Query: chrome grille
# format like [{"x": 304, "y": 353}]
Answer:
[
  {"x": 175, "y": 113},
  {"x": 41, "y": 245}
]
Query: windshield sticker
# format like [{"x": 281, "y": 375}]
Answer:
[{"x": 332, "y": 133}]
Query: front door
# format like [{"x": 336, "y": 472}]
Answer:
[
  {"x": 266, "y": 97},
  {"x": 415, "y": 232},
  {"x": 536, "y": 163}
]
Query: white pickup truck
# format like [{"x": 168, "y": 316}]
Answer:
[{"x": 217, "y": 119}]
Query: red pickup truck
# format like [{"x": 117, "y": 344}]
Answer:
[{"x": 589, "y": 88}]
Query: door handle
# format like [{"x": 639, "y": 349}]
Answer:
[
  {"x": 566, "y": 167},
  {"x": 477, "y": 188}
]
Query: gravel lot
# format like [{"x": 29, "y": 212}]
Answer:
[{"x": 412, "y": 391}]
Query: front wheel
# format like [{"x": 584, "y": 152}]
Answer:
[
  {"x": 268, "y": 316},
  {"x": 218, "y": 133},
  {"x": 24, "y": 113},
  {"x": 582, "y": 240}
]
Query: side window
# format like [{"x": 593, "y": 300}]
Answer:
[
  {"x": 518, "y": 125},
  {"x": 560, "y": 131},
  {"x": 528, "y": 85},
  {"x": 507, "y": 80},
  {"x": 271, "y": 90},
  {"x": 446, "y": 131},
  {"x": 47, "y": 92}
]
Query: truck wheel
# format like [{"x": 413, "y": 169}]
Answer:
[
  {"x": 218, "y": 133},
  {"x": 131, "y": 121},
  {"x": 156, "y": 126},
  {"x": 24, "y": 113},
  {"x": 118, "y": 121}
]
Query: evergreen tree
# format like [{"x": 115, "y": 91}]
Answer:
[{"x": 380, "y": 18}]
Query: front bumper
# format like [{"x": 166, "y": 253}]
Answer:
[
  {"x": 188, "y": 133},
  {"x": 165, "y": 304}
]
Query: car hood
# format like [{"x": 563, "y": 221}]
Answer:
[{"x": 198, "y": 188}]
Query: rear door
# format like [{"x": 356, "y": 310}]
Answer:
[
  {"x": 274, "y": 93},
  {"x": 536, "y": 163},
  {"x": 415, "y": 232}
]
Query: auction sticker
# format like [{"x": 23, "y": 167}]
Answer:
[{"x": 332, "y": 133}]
* * *
- [TASK TO COMPLETE]
From the first line to the last, copy the records without alteration.

- [ANSWER FOR THE TASK]
Query: chrome grille
# format like [{"x": 304, "y": 353}]
Answer:
[
  {"x": 175, "y": 113},
  {"x": 41, "y": 245}
]
Query: windshield sticker
# format like [{"x": 281, "y": 375}]
Answer:
[{"x": 332, "y": 133}]
Query: front door
# format like [{"x": 336, "y": 472}]
Answer:
[
  {"x": 266, "y": 97},
  {"x": 415, "y": 232},
  {"x": 536, "y": 163}
]
Query: white pickup truck
# format like [{"x": 168, "y": 316}]
Answer:
[{"x": 217, "y": 119}]
Query: red pickup truck
# format like [{"x": 117, "y": 344}]
Answer:
[{"x": 589, "y": 88}]
Query: door handle
# format like [{"x": 639, "y": 349}]
Answer:
[
  {"x": 566, "y": 167},
  {"x": 477, "y": 188}
]
Query: gravel lot
# format like [{"x": 29, "y": 212}]
Answer:
[{"x": 412, "y": 391}]
Query: front wheel
# format like [{"x": 584, "y": 152}]
Answer:
[
  {"x": 268, "y": 316},
  {"x": 218, "y": 133},
  {"x": 24, "y": 113},
  {"x": 582, "y": 240}
]
Query: side window
# format like [{"x": 593, "y": 300}]
Answer:
[
  {"x": 518, "y": 125},
  {"x": 560, "y": 131},
  {"x": 528, "y": 85},
  {"x": 507, "y": 80},
  {"x": 271, "y": 90},
  {"x": 446, "y": 131},
  {"x": 47, "y": 92}
]
Query: truck wheel
# format like [{"x": 413, "y": 169}]
Answer:
[
  {"x": 218, "y": 133},
  {"x": 131, "y": 121},
  {"x": 156, "y": 126},
  {"x": 24, "y": 113},
  {"x": 118, "y": 121}
]
Query: evergreen tree
# format like [{"x": 115, "y": 91}]
Answer:
[{"x": 380, "y": 18}]
Query: front bumper
# format like [{"x": 166, "y": 253}]
Answer:
[
  {"x": 188, "y": 133},
  {"x": 165, "y": 304}
]
Query: car hood
# format like [{"x": 563, "y": 221}]
Answer:
[{"x": 198, "y": 188}]
Query: rear door
# format like [{"x": 356, "y": 310}]
Answer:
[
  {"x": 274, "y": 93},
  {"x": 536, "y": 163},
  {"x": 415, "y": 232}
]
Query: auction sticker
# format like [{"x": 23, "y": 167}]
Answer:
[{"x": 332, "y": 133}]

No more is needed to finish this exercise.